S. Wonder a alors confirmé que c’était bien comme ça qu’il avait perdu la vue après sa naissance. Il a confié : « C’est vrai, je suis né prématuré. Mon médecin ne savait pas encore ce qu’on sait aujourd'hui au sujet de la quantité d’oxygène recommandée, et j'en ai trop reçu. Et cela a détruit une partie de mes yeux ». Mais, que s’est-il passé exactement ?

Eh bien, en 1950, Stevie Wonder, ou Stevland Hardaway Judkins à l'époque, est né six semaines avant l'heure à Saginaw, dans le Michigan. Le bébé a alors été placé sous assistance respiratoire dans un incubateur, mais S. Wonder a perdu la vue à sept semaines à cause d'une terrible erreur de ses médecins.

* CONSIGNES *
(a) D'après le texte sur Stevie Wonder, à quel âge a-t-il perdu la vue ?
(b) Recopiez le texte sur Stevie Wonder, en commençant par « Eh bien, en » et en poursuivant jusqu'à « de ses médecins. ».

* LISTE DES ENTRÉES *

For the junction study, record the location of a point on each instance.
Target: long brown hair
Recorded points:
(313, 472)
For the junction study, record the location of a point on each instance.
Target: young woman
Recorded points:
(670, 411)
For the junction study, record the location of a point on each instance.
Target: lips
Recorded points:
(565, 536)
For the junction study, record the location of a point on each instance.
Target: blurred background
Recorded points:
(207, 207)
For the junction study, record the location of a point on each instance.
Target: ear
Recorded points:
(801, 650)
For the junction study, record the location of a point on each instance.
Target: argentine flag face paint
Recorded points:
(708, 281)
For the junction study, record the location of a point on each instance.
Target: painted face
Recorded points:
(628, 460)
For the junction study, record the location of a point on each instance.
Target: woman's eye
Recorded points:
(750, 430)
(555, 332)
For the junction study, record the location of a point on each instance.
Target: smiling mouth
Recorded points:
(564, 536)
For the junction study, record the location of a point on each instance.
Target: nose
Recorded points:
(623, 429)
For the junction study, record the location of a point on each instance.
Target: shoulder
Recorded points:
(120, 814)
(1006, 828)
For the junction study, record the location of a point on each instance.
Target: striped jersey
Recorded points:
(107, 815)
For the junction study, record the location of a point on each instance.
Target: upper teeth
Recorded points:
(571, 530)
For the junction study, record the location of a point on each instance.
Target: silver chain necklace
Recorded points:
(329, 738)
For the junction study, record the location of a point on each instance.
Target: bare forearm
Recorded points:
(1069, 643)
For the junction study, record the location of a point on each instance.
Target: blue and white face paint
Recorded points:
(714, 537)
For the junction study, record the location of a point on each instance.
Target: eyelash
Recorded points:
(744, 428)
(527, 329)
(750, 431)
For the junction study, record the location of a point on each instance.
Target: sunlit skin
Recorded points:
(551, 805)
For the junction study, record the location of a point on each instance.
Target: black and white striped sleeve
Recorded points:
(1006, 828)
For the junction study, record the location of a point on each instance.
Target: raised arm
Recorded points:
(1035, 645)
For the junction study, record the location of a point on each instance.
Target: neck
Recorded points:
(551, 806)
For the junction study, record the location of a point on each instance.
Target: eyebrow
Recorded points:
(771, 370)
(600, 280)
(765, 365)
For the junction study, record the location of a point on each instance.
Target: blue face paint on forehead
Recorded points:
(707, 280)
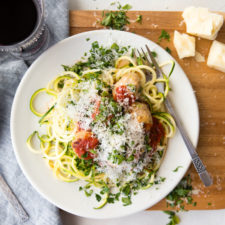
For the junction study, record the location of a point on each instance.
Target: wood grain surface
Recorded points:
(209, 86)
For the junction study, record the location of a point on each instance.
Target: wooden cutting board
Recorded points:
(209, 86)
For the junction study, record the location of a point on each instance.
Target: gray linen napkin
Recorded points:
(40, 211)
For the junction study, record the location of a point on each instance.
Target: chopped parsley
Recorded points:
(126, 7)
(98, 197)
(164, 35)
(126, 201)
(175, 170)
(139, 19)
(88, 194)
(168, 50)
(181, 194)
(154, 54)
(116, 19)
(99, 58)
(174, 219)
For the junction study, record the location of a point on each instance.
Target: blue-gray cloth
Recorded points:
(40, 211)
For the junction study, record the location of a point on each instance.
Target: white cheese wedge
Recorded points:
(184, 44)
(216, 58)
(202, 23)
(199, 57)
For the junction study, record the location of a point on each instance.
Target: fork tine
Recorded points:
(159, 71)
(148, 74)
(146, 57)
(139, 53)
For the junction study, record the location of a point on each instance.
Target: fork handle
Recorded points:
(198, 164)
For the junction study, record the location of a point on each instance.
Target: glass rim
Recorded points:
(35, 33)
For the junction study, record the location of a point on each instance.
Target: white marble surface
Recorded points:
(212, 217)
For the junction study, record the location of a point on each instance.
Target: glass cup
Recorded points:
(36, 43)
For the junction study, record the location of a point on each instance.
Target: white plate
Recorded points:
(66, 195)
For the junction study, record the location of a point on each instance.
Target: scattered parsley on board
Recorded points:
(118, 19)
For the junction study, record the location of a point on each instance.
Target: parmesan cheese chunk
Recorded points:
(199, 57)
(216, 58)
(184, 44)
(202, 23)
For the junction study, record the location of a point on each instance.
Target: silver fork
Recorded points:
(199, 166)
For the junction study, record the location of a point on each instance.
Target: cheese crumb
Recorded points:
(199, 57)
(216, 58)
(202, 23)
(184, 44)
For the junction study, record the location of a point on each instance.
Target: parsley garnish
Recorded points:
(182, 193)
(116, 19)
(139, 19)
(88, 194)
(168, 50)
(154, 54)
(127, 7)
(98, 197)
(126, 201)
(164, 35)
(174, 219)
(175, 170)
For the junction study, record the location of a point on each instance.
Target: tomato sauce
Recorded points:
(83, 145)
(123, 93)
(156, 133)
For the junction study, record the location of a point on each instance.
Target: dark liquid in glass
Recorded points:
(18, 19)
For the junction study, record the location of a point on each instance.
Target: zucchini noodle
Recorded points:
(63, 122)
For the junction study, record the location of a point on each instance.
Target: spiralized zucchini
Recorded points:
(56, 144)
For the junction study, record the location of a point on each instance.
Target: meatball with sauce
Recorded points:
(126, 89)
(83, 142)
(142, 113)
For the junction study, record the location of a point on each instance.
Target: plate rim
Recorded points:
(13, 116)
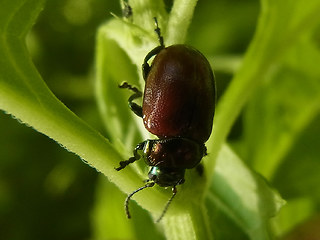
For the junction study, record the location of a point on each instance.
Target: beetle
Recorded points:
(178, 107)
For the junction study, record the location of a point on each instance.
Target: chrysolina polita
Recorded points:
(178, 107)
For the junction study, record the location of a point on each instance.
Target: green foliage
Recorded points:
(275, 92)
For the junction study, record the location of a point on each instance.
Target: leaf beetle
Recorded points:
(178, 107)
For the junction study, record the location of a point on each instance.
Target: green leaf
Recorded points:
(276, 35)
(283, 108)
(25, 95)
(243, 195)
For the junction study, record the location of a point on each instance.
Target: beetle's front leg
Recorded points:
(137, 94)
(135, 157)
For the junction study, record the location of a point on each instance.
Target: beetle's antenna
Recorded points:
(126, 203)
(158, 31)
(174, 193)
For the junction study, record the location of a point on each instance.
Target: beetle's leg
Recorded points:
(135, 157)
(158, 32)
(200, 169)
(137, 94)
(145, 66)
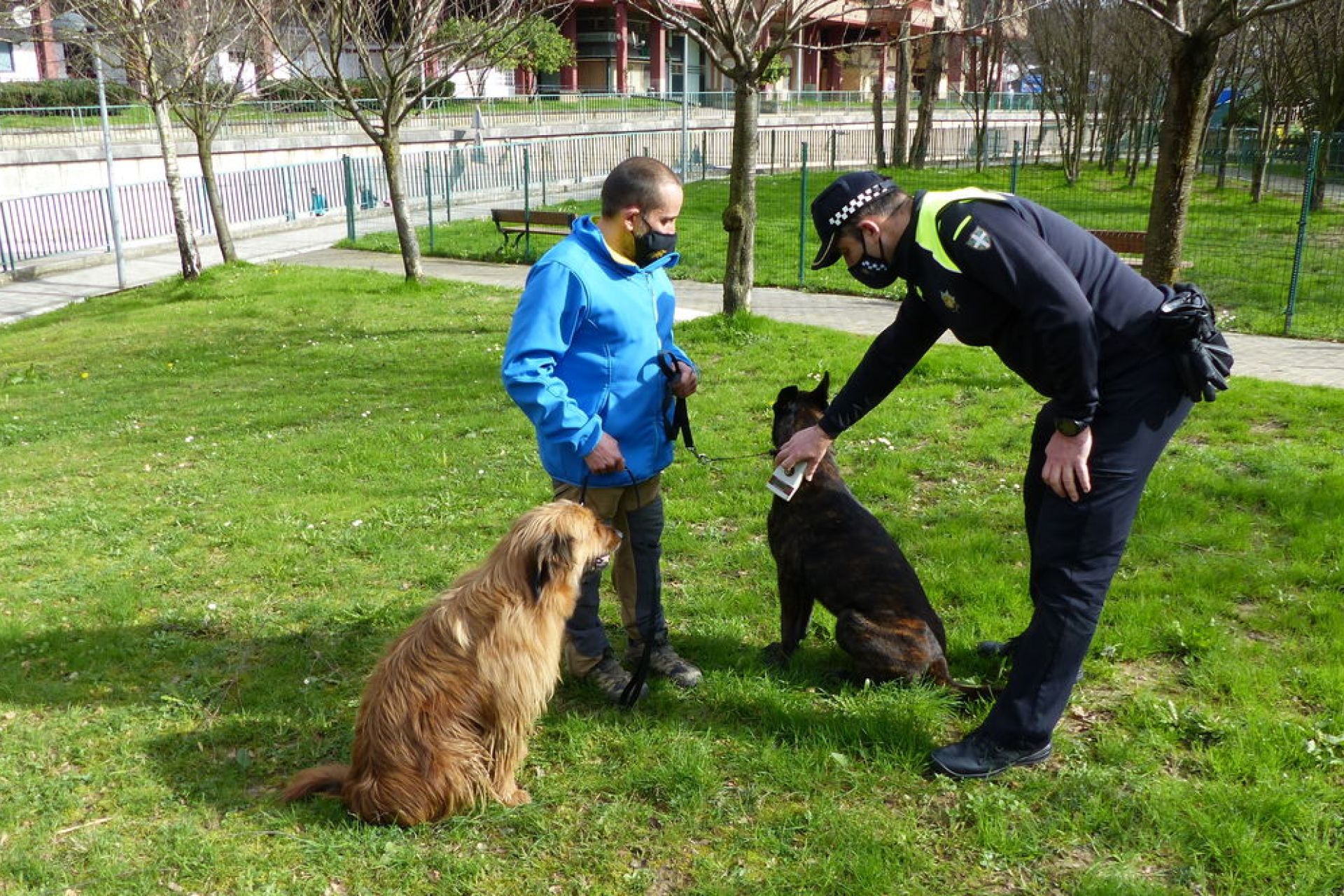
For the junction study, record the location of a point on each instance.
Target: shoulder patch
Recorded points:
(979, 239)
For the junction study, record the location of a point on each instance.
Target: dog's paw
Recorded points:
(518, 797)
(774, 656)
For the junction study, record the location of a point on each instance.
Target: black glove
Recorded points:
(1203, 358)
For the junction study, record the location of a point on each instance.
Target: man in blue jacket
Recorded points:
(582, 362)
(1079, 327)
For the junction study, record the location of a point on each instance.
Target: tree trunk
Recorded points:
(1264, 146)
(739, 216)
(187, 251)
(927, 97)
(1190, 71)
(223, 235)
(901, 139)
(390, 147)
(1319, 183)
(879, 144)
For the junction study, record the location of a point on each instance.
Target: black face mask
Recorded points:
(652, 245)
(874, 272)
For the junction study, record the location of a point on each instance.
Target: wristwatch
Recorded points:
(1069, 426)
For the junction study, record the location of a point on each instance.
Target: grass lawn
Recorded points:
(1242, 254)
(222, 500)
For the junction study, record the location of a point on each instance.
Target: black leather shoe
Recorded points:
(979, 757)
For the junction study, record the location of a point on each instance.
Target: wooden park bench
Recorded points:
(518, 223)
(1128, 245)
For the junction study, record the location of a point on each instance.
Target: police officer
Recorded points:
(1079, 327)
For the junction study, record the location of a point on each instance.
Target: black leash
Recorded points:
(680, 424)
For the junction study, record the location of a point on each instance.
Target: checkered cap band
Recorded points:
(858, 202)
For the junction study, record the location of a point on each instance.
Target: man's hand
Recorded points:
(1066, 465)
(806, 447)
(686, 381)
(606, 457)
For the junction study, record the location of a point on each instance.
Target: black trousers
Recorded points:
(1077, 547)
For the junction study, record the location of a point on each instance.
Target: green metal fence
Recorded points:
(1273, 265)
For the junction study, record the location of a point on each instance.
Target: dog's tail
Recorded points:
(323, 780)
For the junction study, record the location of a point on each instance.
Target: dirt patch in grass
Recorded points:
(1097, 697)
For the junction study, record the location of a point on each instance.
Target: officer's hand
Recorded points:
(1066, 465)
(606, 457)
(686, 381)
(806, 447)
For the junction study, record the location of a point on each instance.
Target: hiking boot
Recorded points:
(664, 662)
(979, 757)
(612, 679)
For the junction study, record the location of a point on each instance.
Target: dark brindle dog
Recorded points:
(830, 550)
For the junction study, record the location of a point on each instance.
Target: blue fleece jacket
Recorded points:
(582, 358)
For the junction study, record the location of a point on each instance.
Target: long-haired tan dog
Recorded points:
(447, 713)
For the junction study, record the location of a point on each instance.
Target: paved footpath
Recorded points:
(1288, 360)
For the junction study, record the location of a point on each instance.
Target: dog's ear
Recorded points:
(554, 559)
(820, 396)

* CORRIGÉ *
(a) À sept semaines.

(b)
Eh bien, en 1950, Stevie Wonder, ou Stevland Hardaway Judkins à l'époque, est né six semaines avant l'heure à Saginaw, dans le Michigan. Le bébé a alors été placé sous assistance respiratoire dans un incubateur, mais S. Wonder a perdu la vue à sept semaines à cause d'une terrible erreur de ses médecins.